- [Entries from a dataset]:
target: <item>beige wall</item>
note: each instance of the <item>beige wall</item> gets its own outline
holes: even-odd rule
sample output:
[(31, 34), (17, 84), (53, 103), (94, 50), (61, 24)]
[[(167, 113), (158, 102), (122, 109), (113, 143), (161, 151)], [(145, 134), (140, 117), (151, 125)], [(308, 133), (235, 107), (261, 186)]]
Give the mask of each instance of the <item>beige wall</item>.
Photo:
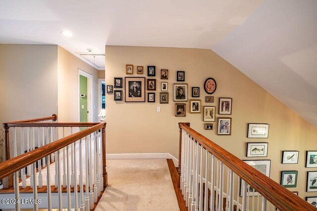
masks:
[[(125, 103), (113, 101), (113, 95), (106, 96), (106, 141), (107, 153), (169, 152), (178, 157), (179, 122), (189, 122), (191, 126), (238, 158), (246, 159), (247, 142), (268, 142), (267, 158), (255, 159), (271, 160), (271, 178), (279, 183), (280, 171), (298, 170), (297, 188), (300, 196), (316, 194), (305, 192), (306, 171), (316, 169), (305, 168), (306, 150), (317, 150), (317, 129), (309, 124), (272, 95), (246, 76), (214, 52), (208, 50), (106, 46), (106, 85), (112, 85), (114, 77), (131, 76), (125, 74), (125, 65), (144, 66), (143, 76), (147, 78), (147, 65), (156, 66), (156, 103)], [(169, 104), (159, 104), (160, 69), (169, 70)], [(187, 103), (186, 117), (175, 117), (175, 102), (172, 101), (172, 86), (176, 83), (176, 71), (185, 71), (189, 98), (191, 87), (200, 87), (202, 105), (216, 106), (216, 117), (232, 118), (232, 135), (218, 136), (216, 130), (204, 130), (203, 114), (189, 113)], [(255, 71), (256, 67), (255, 67)], [(217, 82), (217, 90), (212, 96), (214, 103), (205, 103), (208, 96), (204, 90), (206, 78), (211, 77)], [(154, 77), (152, 77), (154, 78)], [(165, 80), (166, 81), (166, 80)], [(120, 89), (117, 89), (120, 90)], [(124, 88), (122, 89), (124, 90)], [(233, 99), (232, 114), (217, 114), (219, 97)], [(161, 112), (157, 112), (157, 106)], [(270, 124), (268, 139), (246, 138), (248, 123)], [(214, 126), (217, 126), (215, 122)], [(298, 164), (281, 164), (282, 151), (300, 151)]]

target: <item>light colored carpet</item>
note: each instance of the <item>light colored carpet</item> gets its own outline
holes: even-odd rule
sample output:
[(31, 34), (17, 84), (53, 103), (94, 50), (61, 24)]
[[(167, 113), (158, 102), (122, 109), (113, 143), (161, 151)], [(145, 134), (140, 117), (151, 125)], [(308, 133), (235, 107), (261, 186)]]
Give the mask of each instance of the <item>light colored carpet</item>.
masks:
[(167, 162), (108, 160), (108, 186), (97, 211), (179, 211)]

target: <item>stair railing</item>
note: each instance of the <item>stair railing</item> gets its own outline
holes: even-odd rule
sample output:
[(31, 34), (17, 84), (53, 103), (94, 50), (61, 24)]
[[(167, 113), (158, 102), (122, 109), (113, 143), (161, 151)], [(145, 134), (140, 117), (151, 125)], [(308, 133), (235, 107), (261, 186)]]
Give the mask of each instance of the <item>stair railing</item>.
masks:
[(188, 210), (316, 210), (189, 123), (179, 123), (179, 127), (178, 185)]

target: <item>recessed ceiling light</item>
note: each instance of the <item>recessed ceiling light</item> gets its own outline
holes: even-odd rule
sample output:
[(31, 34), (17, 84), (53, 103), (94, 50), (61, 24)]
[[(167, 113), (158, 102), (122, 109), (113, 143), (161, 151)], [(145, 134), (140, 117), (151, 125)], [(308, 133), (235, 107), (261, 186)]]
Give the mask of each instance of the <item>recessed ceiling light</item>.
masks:
[(68, 31), (63, 31), (62, 32), (60, 32), (60, 33), (63, 35), (65, 35), (67, 37), (71, 37), (73, 36), (73, 33)]

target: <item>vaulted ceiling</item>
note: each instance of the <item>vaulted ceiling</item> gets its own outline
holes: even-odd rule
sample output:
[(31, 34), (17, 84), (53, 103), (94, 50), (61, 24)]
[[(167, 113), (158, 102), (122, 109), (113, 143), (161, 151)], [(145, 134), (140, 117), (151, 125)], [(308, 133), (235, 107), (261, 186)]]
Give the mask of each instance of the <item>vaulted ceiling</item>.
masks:
[(87, 49), (102, 54), (105, 45), (211, 49), (317, 126), (316, 0), (0, 4), (0, 43), (58, 45), (90, 64)]

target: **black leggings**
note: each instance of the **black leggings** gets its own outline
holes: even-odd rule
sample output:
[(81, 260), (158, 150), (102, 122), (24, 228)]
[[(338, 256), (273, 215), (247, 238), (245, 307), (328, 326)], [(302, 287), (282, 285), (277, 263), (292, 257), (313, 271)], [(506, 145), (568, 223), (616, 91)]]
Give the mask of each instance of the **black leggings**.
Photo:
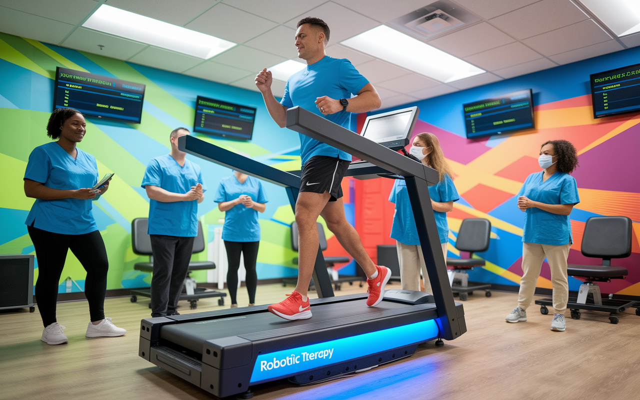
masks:
[(84, 295), (88, 300), (91, 321), (104, 319), (109, 261), (100, 232), (94, 230), (83, 235), (65, 235), (35, 227), (27, 227), (27, 229), (36, 249), (38, 280), (35, 294), (38, 310), (44, 326), (48, 326), (56, 322), (58, 282), (69, 249), (86, 271)]
[(258, 275), (255, 272), (255, 262), (258, 259), (258, 246), (260, 242), (229, 242), (225, 241), (227, 259), (229, 268), (227, 271), (227, 287), (231, 296), (231, 304), (237, 304), (236, 294), (238, 287), (238, 268), (240, 268), (240, 253), (244, 256), (244, 269), (246, 270), (246, 291), (249, 293), (249, 304), (255, 303), (255, 287), (258, 285)]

- [Written request]: Can you retype the lines of the listing from the line containing "target: **black leggings**" through the line containing "223), (616, 91)]]", including both of those lines, with every character unchanged?

- [Solution to the exercise]:
target: **black leggings**
note: each instance of the **black leggings** gets its own outline
holes: even-odd rule
sample output:
[(81, 260), (158, 150), (102, 122), (24, 228)]
[[(338, 256), (273, 215), (247, 238), (245, 307), (328, 326)], [(302, 287), (282, 285), (277, 263), (292, 257), (313, 271)], [(506, 145), (568, 223), (616, 91)]]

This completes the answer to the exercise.